EXERCISE - Each entry must appear again exactly as it does in the source.

RECORDS FOR THE TASK -
#####

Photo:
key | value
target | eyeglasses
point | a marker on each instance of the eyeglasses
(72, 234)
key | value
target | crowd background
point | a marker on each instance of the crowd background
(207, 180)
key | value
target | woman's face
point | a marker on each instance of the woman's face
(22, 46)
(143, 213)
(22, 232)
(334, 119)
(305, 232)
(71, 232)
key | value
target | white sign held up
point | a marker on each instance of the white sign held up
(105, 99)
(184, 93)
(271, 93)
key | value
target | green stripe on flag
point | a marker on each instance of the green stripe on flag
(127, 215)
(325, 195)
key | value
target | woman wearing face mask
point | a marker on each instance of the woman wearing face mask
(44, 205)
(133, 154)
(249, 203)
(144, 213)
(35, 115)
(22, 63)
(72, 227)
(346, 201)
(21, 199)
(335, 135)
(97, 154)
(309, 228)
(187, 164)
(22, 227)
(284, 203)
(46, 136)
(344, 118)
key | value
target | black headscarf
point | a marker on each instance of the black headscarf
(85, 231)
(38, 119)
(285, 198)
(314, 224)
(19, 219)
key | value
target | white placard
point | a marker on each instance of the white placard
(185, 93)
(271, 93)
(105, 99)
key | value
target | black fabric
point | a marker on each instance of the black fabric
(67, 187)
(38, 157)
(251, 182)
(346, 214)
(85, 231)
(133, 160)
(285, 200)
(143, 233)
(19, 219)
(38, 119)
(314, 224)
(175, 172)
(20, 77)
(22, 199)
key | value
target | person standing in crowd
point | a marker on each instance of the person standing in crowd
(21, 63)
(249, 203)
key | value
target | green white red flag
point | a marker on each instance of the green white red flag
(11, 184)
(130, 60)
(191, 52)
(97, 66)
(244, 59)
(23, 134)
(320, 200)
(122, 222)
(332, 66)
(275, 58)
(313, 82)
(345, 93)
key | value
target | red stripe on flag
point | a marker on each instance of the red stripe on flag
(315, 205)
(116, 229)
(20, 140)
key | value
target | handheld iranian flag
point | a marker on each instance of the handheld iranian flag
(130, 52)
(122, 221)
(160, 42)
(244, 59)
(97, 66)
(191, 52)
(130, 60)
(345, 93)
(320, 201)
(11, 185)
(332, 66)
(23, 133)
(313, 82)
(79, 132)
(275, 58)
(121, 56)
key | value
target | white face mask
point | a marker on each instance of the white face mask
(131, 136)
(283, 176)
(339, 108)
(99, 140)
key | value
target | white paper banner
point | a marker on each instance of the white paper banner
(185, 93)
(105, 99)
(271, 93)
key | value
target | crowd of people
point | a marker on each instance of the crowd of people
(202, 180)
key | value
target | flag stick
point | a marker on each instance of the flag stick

#####

RESULT OF THE TASK -
Photo:
key | value
target | eyeglasses
point | a marker on each instance of the eyeglasses
(72, 234)
key | value
target | crowd background
point | a marker on each instance of the crowd background
(207, 180)
key | value
target | woman's face
point | a marker on each instance of the woman's face
(22, 46)
(143, 213)
(22, 232)
(334, 119)
(305, 232)
(71, 232)
key | value
target | white sign held up
point | a marker on each instance of the white sign held up
(105, 99)
(184, 93)
(271, 93)
key | value
target | green stripe on flag
point | a marker on each instance of the green stripe on flag
(127, 215)
(325, 195)
key | value
target | woman wearing face mask
point | a marker on each instance of the woman wearing face mask
(44, 205)
(133, 154)
(249, 203)
(144, 213)
(35, 115)
(22, 63)
(72, 227)
(346, 201)
(21, 199)
(335, 135)
(97, 154)
(309, 228)
(187, 164)
(22, 227)
(284, 203)
(46, 136)
(344, 118)
key | value
target | black headscarf
point | a marker on each instance of the black headscarf
(85, 231)
(38, 119)
(285, 198)
(314, 224)
(19, 219)
key | value
target | white placard
point | a marker on each instance of the white placard
(185, 93)
(271, 93)
(105, 99)
key | value
target | black fabric
point | a marker on each instance of the black fabric
(67, 187)
(38, 157)
(251, 182)
(346, 214)
(85, 231)
(133, 160)
(285, 200)
(143, 233)
(19, 219)
(38, 119)
(314, 224)
(175, 172)
(20, 77)
(22, 199)
key | value
target | person standing in crowd
point | a marker on each instance of the person standing in crowd
(21, 63)
(249, 203)
key | value
target | green white red flag
point | a marker on each instance of the green white red flag
(11, 184)
(130, 60)
(191, 52)
(97, 66)
(244, 59)
(23, 134)
(320, 200)
(122, 222)
(332, 66)
(275, 58)
(313, 82)
(345, 93)
key | value
target | red stripe on flag
point | a marker on each instance of the red stripe on flag
(315, 205)
(116, 229)
(20, 140)
key | value
target | handheld iranian flag
point | a marker on each instance of the handheld iranian flag
(130, 52)
(122, 221)
(160, 42)
(244, 59)
(97, 66)
(191, 52)
(130, 60)
(345, 93)
(320, 201)
(11, 185)
(332, 66)
(23, 133)
(313, 82)
(79, 132)
(275, 58)
(121, 56)
key | value
target | white face mask
point | a marker on each instance of the white face mask
(131, 136)
(283, 176)
(339, 108)
(99, 140)
key | value
target | white paper banner
point | a marker on each instance of the white paper banner
(185, 93)
(105, 99)
(271, 93)
key | value
target | crowd of people
point | a marker on each instance of the crowd of people
(202, 180)
key | value
target | flag stick
point | a marker on each instance of the flag stick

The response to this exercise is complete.